• [EXERCISE INPUTS]
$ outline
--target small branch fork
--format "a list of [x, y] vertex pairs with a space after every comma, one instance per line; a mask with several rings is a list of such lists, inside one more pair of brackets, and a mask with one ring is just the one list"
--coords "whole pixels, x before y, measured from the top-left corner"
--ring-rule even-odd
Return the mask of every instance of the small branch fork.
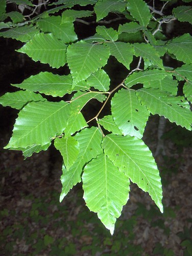
[[[133, 70], [132, 70], [129, 74], [128, 74], [128, 75], [127, 76], [127, 77], [130, 76], [131, 74], [132, 74], [135, 71], [142, 71], [142, 69], [140, 69], [139, 68], [140, 67], [140, 65], [141, 64], [141, 60], [142, 60], [142, 58], [141, 57], [139, 57], [139, 61], [138, 61], [138, 65], [137, 65], [137, 67], [133, 69]], [[81, 96], [83, 96], [83, 95], [84, 95], [85, 94], [87, 94], [87, 93], [90, 93], [90, 92], [98, 92], [98, 93], [102, 93], [103, 94], [108, 94], [108, 95], [107, 97], [107, 99], [105, 100], [104, 104], [103, 104], [102, 106], [101, 107], [101, 108], [100, 109], [100, 111], [99, 111], [99, 112], [98, 113], [98, 114], [94, 117], [93, 117], [92, 118], [91, 118], [91, 119], [89, 120], [89, 121], [88, 121], [87, 122], [87, 123], [88, 123], [89, 122], [91, 122], [91, 121], [93, 120], [94, 119], [95, 119], [97, 121], [98, 121], [98, 116], [99, 116], [99, 115], [100, 114], [100, 113], [101, 113], [101, 112], [102, 111], [102, 110], [103, 110], [103, 109], [105, 108], [105, 106], [106, 105], [106, 104], [107, 104], [107, 102], [108, 101], [109, 98], [110, 98], [111, 95], [114, 93], [114, 92], [115, 92], [116, 90], [117, 90], [118, 88], [119, 88], [119, 87], [121, 87], [121, 86], [124, 87], [125, 89], [128, 89], [128, 88], [125, 86], [124, 84], [124, 82], [125, 81], [125, 79], [124, 79], [123, 81], [121, 83], [119, 83], [119, 84], [118, 84], [118, 86], [117, 86], [114, 89], [113, 89], [112, 91], [111, 91], [110, 92], [93, 92], [93, 91], [91, 91], [91, 92], [88, 92], [86, 93], [85, 93], [84, 94], [83, 94], [82, 95], [81, 95]], [[129, 90], [131, 90], [131, 89], [129, 89]], [[78, 97], [78, 98], [79, 98], [80, 96]], [[77, 99], [77, 98], [76, 98], [76, 99], [74, 99], [74, 100], [75, 100], [75, 99]], [[103, 133], [103, 132], [100, 125], [100, 124], [98, 123], [98, 122], [97, 122], [97, 123], [98, 123], [98, 127], [100, 129], [100, 130], [101, 131], [101, 132], [102, 133], [102, 135], [103, 136], [105, 136], [105, 135]]]

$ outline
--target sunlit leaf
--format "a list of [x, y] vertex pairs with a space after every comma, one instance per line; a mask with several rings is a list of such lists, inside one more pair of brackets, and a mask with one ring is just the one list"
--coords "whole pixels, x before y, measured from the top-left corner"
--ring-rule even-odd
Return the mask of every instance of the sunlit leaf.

• [WHAT NEEDS TO BE DONE]
Copy all of the data above verbatim, line for line, omitting the pictures.

• [RESPONSE TO THE TASK]
$ outline
--target small branch fork
--format "a list of [x, y] vertex pairs with a space after every comma, one instance per line; a mask with several rings is a list of such lists, inside one more pair of brackets, and a mask with one ring is just the one list"
--coords "whole pixels, x before y, measured from the top-left corner"
--ring-rule even-odd
Return the mask of every instance of the small branch fork.
[[[133, 70], [132, 70], [129, 74], [128, 74], [128, 75], [127, 76], [127, 77], [130, 76], [131, 74], [132, 74], [135, 71], [142, 71], [142, 69], [140, 69], [139, 68], [140, 67], [140, 65], [141, 64], [141, 60], [142, 60], [142, 58], [141, 57], [139, 57], [139, 61], [138, 61], [138, 65], [137, 65], [137, 67], [133, 69]], [[81, 96], [83, 96], [83, 95], [84, 95], [85, 94], [87, 94], [87, 93], [90, 93], [90, 92], [98, 92], [98, 93], [102, 93], [103, 94], [108, 94], [108, 95], [107, 97], [107, 99], [105, 100], [104, 104], [103, 104], [102, 106], [101, 107], [101, 108], [100, 109], [100, 111], [99, 111], [99, 112], [98, 113], [98, 114], [94, 117], [93, 117], [92, 118], [91, 118], [91, 119], [89, 120], [89, 121], [88, 121], [87, 122], [87, 123], [88, 123], [89, 122], [91, 122], [91, 121], [93, 120], [94, 119], [95, 119], [97, 121], [98, 121], [98, 116], [99, 116], [99, 115], [100, 114], [100, 113], [101, 113], [101, 112], [102, 111], [102, 110], [103, 110], [103, 109], [105, 108], [105, 106], [106, 105], [106, 104], [107, 104], [107, 102], [108, 101], [109, 98], [110, 98], [111, 95], [114, 93], [114, 92], [115, 92], [116, 90], [117, 90], [118, 88], [119, 88], [119, 87], [121, 87], [121, 86], [124, 87], [125, 89], [128, 89], [128, 88], [125, 86], [124, 84], [124, 82], [125, 81], [125, 79], [124, 79], [123, 81], [121, 83], [119, 83], [119, 84], [118, 84], [118, 86], [117, 86], [114, 89], [113, 89], [112, 91], [111, 91], [110, 92], [93, 92], [93, 91], [91, 91], [91, 92], [88, 92], [86, 93], [85, 93], [84, 94], [83, 94], [82, 95], [81, 95]], [[129, 90], [131, 90], [131, 89], [129, 89]], [[78, 97], [78, 98], [79, 98], [80, 96]], [[77, 99], [77, 98], [76, 98], [76, 99], [74, 99], [74, 100], [75, 100], [75, 99]], [[103, 133], [103, 132], [100, 125], [100, 124], [98, 123], [98, 122], [97, 122], [97, 123], [98, 123], [98, 127], [100, 129], [100, 130], [101, 131], [101, 132], [102, 133], [102, 135], [103, 136], [105, 136], [105, 135]]]

$ outline
--target sunlit leaf
--format "a list of [x, y] vertex pairs with a space after every comma, one instance per line; a mask with several rings is a list of such lists, inside one more pair of brackets, and a mask with one ring is just the one list"
--coords "whole pixels, x before y, measured from the top-left corner"
--ring-rule even-odd
Return the mask of every instance of the sunlit leaf.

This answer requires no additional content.